--- Start TASK MATERIAL ---

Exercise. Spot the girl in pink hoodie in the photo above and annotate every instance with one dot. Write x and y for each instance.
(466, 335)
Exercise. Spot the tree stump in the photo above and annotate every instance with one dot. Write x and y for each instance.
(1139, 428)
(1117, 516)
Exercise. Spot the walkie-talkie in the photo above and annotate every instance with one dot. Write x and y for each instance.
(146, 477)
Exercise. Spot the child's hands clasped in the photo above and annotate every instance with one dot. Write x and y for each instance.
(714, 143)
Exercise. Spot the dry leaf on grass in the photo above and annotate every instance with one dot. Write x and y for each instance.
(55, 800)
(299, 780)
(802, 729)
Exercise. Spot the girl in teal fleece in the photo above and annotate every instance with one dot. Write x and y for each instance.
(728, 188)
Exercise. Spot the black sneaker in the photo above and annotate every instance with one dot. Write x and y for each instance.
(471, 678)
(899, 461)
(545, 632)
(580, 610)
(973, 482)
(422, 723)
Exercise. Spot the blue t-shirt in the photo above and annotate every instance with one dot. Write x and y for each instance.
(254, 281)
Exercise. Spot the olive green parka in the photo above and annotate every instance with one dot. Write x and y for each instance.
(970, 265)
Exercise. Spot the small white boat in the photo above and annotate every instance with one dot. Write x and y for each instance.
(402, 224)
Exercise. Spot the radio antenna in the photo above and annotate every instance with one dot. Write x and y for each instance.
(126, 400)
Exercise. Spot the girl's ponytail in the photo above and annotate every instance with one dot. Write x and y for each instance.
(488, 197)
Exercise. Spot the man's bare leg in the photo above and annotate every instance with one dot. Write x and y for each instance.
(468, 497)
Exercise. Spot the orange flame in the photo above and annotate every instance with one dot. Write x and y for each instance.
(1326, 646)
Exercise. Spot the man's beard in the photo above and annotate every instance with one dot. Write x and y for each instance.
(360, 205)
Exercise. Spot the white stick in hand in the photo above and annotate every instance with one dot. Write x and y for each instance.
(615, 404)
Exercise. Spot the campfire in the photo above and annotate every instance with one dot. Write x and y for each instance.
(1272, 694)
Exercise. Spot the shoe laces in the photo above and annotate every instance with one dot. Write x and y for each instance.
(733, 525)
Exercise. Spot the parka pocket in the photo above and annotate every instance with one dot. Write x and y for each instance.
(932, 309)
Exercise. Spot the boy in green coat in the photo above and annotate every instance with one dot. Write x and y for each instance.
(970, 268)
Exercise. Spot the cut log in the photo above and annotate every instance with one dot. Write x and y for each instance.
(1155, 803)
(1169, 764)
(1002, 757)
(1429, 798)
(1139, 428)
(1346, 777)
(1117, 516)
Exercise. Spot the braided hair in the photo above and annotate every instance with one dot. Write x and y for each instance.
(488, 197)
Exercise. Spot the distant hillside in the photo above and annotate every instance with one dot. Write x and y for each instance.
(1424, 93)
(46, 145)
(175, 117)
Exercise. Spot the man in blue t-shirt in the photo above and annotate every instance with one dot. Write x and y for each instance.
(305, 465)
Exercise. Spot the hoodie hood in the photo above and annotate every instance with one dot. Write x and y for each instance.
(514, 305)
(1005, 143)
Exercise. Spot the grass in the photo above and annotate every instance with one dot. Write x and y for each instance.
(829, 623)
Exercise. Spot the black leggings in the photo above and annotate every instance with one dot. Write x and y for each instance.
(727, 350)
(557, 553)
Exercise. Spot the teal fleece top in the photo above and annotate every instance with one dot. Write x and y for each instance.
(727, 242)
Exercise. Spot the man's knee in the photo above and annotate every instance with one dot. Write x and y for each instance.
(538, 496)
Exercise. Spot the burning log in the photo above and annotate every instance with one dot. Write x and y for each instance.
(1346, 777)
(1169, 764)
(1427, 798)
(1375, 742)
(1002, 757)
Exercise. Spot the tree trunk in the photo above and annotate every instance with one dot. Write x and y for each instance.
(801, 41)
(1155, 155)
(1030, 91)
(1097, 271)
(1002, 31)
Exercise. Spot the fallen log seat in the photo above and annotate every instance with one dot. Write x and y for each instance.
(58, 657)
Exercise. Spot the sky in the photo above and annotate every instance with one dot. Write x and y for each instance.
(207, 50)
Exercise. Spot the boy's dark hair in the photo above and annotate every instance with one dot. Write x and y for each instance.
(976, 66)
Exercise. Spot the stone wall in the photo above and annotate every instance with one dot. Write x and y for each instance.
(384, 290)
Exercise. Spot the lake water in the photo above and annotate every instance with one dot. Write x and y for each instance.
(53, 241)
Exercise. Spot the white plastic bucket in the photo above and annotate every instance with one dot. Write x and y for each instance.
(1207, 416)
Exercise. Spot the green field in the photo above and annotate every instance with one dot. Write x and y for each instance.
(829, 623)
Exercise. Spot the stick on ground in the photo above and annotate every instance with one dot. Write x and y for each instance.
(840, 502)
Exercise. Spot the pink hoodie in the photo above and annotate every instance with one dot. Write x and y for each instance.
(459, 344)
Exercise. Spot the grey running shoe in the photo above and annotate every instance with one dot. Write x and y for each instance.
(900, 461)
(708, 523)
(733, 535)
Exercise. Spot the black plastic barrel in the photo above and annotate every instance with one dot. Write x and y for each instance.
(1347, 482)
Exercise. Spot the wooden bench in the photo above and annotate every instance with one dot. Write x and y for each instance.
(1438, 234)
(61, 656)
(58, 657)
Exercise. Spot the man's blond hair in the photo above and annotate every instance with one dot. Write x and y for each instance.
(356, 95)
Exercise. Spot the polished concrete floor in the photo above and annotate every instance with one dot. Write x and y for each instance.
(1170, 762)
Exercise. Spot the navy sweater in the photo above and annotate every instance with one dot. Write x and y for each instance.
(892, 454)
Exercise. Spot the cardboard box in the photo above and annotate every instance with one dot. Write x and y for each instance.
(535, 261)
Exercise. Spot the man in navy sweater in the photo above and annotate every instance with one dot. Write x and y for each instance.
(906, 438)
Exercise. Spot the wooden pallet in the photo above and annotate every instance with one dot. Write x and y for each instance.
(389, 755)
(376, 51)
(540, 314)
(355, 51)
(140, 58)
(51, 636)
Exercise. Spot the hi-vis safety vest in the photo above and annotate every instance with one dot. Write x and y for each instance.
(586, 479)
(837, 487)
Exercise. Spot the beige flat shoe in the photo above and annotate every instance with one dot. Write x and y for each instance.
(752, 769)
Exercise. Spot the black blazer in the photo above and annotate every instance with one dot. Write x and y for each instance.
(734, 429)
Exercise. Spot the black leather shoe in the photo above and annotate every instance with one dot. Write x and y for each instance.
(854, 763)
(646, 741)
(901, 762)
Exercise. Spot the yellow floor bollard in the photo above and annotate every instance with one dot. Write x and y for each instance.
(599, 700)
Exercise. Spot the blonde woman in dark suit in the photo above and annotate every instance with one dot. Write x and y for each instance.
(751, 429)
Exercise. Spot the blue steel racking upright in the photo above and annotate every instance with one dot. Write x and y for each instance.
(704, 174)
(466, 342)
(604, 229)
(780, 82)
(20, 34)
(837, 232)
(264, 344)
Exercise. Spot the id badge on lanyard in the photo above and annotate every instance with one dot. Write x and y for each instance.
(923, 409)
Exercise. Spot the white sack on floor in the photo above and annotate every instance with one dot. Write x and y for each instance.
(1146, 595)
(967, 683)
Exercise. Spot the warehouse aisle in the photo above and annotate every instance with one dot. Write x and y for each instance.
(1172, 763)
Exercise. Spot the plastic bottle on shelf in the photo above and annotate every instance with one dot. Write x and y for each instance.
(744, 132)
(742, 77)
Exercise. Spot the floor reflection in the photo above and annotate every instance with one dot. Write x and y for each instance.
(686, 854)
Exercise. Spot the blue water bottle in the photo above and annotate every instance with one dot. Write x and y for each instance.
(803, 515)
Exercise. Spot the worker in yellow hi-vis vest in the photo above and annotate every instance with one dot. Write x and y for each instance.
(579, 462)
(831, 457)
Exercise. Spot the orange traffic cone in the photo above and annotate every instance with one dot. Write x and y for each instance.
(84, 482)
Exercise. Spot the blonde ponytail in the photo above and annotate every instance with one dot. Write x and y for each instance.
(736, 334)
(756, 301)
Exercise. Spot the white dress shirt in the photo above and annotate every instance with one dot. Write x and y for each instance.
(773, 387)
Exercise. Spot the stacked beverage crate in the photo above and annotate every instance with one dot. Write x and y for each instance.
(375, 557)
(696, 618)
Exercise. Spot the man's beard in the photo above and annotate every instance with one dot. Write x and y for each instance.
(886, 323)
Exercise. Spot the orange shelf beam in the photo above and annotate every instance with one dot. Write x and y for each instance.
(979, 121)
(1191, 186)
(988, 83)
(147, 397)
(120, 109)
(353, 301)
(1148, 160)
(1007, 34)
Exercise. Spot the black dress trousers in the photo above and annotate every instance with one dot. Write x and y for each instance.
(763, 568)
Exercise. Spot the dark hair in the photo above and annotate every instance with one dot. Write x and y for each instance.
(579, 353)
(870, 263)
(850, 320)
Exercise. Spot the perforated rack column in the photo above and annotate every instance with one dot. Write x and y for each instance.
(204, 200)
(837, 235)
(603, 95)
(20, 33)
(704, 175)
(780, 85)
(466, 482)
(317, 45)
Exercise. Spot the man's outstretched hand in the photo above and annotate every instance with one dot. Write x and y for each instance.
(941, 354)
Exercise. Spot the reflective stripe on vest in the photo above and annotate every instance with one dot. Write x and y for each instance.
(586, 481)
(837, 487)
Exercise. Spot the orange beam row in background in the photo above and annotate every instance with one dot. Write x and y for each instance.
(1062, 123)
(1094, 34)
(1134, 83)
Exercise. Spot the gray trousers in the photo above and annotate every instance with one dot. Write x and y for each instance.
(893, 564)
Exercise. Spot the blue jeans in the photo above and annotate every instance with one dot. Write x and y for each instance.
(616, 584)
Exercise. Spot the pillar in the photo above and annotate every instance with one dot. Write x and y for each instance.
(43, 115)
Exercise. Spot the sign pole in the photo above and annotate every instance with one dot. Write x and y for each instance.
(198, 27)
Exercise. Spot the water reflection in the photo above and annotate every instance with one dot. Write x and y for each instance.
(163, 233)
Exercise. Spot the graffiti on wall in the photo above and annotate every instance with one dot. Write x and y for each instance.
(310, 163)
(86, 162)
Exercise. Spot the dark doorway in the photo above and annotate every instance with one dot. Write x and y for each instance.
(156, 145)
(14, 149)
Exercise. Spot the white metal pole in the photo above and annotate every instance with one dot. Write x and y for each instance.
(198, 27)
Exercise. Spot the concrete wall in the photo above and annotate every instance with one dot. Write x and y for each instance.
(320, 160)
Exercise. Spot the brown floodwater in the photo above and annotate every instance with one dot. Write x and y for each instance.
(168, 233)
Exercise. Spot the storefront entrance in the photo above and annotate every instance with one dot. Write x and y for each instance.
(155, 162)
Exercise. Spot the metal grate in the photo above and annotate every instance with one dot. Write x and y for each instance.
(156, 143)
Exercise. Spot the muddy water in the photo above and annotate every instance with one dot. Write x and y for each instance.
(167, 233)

--- End TASK MATERIAL ---

**STATED GOAL:**
Print exactly the lines from the one with "Exercise. Spot the concrete" through the end of the data, inclusive.

**WORKED SOLUTION:**
Exercise. Spot the concrete wall in the photo above and annotate every instance with one dot. Write x and y for each instance.
(320, 160)
Exercise. Spot the brown floodwater in the photo above and annotate every instance with one dot. Write x and y for each instance.
(168, 233)
Exercise. Spot the storefront entrance in the photo above and annotate every instance with one dot. Write x and y for each instance.
(155, 162)
Exercise. Spot the metal grate in the photo above and annotate every instance with one dot. Write x and y for each instance.
(156, 143)
Exercise. Spot the muddy water in the photo above and annotate every instance with one dot. Write x and y for each instance.
(167, 233)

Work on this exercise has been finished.